> [TASK OBJECTIVE]: The exercise asks you to copy every line below in which "green" appears.

> [DATA EXTRACTS]:

+ + +

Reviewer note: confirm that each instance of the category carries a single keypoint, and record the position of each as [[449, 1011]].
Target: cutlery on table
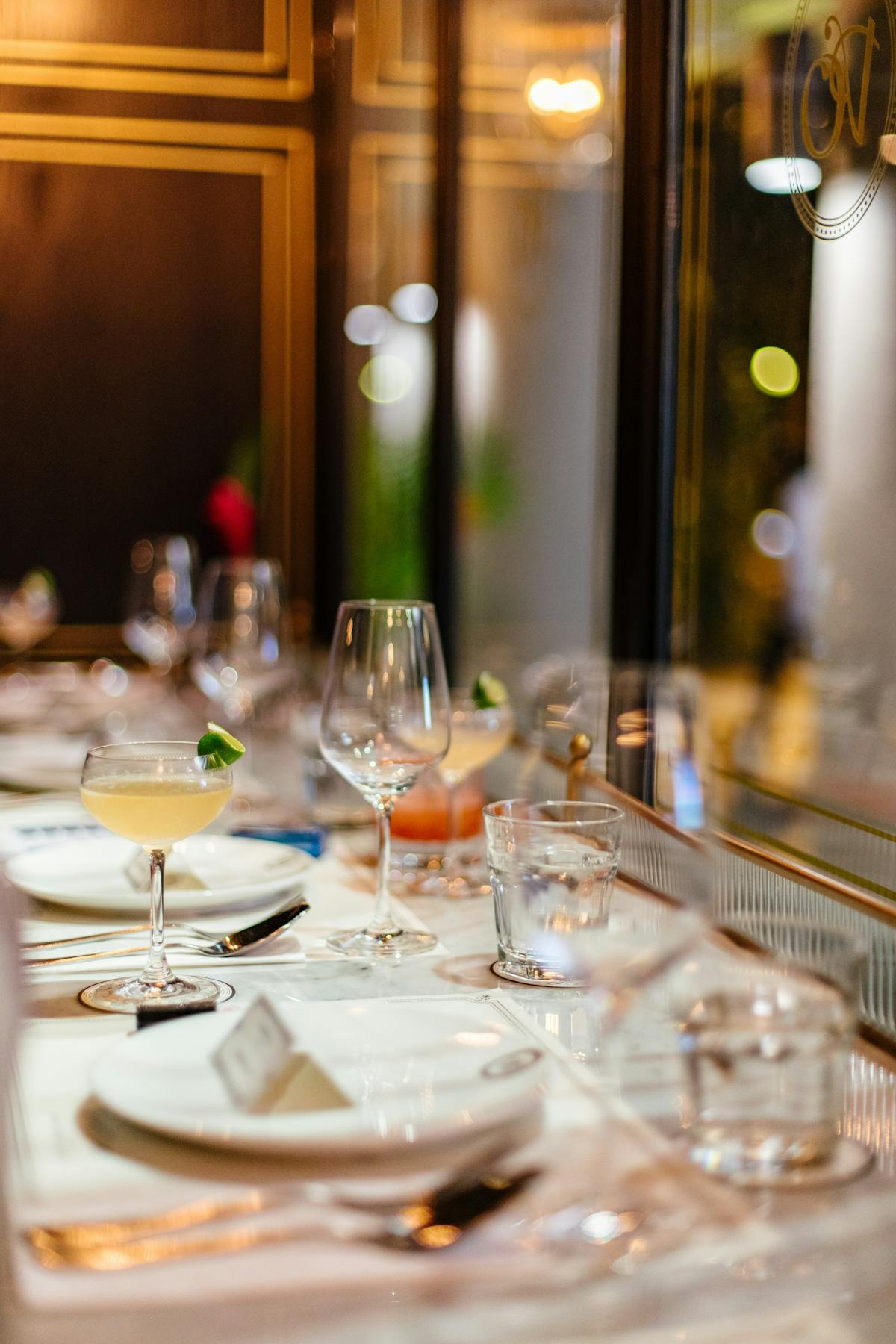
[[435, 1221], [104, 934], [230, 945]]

+ + +

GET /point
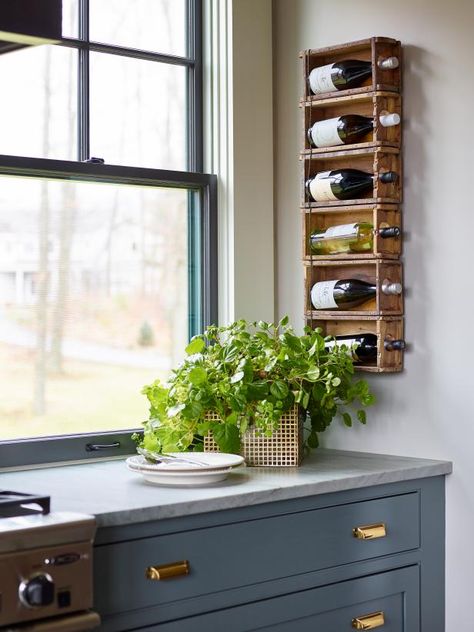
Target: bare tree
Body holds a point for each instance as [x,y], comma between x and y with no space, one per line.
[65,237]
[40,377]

+ + +

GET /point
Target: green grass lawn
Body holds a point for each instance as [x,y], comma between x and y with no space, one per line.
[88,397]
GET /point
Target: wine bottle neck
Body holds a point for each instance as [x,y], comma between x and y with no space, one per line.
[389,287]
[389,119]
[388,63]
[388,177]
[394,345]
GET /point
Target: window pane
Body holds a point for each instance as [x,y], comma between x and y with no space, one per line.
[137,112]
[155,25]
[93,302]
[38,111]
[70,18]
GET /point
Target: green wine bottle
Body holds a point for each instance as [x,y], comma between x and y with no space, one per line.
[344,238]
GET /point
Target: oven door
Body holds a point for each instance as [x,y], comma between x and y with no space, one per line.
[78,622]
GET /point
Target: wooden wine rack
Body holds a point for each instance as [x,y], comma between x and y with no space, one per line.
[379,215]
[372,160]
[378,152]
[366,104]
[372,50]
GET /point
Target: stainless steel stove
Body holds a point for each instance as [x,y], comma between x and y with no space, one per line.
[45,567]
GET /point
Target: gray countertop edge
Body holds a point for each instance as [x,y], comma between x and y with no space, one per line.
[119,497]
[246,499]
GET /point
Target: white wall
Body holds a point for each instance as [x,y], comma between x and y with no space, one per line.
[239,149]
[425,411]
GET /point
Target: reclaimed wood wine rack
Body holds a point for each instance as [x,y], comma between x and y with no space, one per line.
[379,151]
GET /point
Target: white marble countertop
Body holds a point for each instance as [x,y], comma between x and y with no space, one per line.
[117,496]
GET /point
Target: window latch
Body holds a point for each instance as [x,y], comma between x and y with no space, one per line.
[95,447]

+ + +

> [EXERCISE SOLUTION]:
Target: green grass lawn
Target: green wine bottle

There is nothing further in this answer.